== Recorded data

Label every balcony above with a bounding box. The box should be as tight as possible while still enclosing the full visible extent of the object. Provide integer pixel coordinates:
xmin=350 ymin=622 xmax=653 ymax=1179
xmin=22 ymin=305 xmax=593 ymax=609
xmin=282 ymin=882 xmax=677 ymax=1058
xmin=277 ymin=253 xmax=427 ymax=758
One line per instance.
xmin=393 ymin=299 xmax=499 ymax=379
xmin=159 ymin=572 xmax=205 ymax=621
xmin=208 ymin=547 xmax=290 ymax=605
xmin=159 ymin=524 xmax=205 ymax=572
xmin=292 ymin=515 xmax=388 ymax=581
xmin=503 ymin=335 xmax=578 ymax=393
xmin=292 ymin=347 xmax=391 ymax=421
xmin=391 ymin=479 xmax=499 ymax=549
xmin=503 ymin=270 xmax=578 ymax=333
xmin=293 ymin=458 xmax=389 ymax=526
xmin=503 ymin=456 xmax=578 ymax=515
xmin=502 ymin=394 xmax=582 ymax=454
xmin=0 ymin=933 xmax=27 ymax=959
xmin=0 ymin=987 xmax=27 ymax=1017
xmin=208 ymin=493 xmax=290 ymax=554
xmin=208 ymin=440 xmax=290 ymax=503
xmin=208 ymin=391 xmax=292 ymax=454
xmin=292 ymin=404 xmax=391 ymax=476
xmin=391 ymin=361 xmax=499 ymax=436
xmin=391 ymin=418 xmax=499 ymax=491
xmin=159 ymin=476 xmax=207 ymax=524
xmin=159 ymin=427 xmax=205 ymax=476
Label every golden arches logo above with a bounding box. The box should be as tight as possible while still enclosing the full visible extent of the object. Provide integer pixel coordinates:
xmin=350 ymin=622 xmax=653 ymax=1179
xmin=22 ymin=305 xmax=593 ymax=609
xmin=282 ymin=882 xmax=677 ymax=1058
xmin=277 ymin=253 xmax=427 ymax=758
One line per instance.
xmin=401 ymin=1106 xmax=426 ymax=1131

====

Problem requirements:
Update the lines from the one holding "Label every golden" through the end of the entries, both ends included, by replacing "instance" with "item" and leaving everything else as it is.

Answer below:
Label every golden arches logo above with a bounding box. The box should be as tight as possible while still enclosing the full visible extent of the object. Provide integer pixel coordinates:
xmin=350 ymin=622 xmax=653 ymax=1179
xmin=22 ymin=305 xmax=593 ymax=609
xmin=282 ymin=882 xmax=677 ymax=1058
xmin=277 ymin=253 xmax=427 ymax=758
One line per item.
xmin=401 ymin=1106 xmax=426 ymax=1131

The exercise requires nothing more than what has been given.